───── EXTRACTED MATERIAL
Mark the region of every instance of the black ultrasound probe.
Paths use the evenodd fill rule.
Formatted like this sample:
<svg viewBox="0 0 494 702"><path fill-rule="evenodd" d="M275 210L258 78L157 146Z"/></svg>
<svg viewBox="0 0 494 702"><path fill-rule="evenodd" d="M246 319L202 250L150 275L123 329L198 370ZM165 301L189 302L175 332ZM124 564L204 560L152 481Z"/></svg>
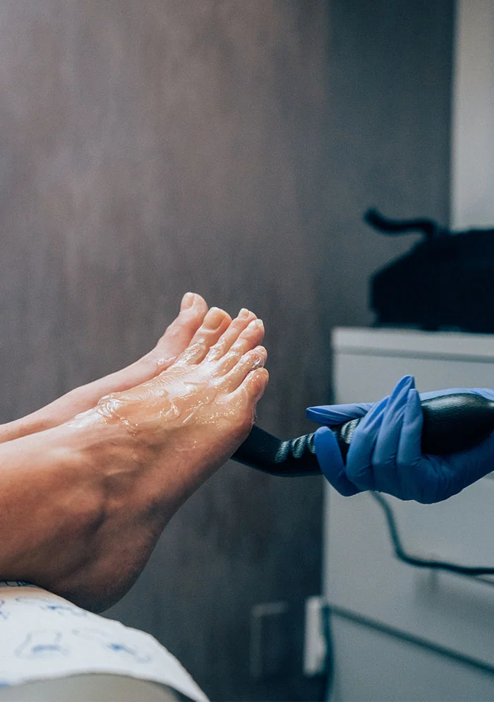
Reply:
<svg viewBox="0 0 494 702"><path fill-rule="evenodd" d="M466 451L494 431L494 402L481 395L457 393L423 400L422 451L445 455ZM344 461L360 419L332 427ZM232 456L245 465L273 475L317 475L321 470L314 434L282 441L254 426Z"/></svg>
──────────
───── EXTRACTED MATERIAL
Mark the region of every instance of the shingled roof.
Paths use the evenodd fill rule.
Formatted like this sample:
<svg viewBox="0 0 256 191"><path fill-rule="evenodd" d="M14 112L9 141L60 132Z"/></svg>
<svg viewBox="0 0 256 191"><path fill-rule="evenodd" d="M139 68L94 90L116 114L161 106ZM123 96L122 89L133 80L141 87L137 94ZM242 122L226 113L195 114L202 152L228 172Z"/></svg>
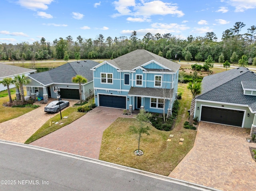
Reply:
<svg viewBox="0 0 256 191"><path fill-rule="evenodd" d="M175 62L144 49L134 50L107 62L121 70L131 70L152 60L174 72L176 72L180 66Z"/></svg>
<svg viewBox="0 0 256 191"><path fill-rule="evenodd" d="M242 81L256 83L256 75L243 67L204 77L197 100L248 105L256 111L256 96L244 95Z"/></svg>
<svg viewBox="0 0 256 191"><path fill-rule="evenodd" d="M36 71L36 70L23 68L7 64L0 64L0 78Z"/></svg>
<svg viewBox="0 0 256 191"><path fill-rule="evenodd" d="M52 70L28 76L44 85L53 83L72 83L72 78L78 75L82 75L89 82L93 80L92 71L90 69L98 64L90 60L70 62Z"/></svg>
──────────
───── EXTRACTED MATERIAL
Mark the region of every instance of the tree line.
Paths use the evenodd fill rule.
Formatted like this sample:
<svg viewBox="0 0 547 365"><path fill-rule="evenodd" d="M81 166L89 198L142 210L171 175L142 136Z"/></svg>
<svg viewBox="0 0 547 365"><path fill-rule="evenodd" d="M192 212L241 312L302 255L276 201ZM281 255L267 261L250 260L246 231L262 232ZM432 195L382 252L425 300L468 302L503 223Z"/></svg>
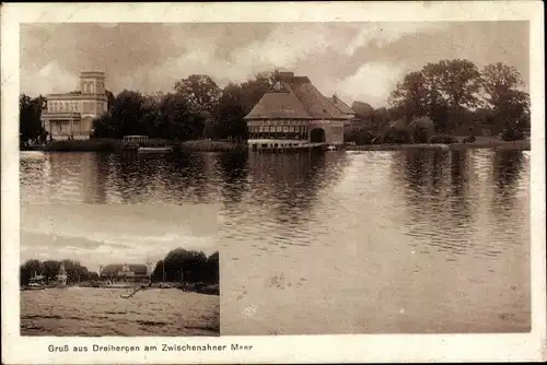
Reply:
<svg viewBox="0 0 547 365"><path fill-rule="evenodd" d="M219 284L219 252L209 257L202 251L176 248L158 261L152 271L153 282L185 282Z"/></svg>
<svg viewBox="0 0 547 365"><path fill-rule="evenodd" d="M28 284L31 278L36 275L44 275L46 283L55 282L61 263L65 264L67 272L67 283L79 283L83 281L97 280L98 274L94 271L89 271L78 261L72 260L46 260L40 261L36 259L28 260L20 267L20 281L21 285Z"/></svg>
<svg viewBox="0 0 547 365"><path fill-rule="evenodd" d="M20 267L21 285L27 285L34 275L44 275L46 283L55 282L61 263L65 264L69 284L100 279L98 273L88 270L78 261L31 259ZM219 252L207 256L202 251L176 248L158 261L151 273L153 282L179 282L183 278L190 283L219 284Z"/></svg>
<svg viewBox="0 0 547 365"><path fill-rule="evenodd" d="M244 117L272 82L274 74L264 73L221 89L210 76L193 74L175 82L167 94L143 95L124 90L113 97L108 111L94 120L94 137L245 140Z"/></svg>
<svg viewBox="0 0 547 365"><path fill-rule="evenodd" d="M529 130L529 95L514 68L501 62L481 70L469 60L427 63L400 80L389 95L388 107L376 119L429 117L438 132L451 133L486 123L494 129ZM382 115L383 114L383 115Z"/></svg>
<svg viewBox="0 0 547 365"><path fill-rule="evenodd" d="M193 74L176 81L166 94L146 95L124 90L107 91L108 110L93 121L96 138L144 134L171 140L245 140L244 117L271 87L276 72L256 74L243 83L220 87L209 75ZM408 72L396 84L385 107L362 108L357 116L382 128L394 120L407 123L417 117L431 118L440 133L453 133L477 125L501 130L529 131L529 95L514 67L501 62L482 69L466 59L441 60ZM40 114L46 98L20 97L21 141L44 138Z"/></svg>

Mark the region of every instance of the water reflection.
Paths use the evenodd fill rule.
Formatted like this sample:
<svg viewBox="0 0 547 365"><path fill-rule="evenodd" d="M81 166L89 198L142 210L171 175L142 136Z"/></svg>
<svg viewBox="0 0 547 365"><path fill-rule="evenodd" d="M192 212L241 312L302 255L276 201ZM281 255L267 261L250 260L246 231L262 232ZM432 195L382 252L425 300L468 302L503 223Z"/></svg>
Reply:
──────────
Copy out every line in the items above that contains the word "Mark".

WRITTEN ANSWER:
Mark the region of every instance of the black ultrasound probe.
Mark the region of every instance of the shingled roof.
Mark the region of every instance of the tree line.
Mark the region of every instance of the water reflection.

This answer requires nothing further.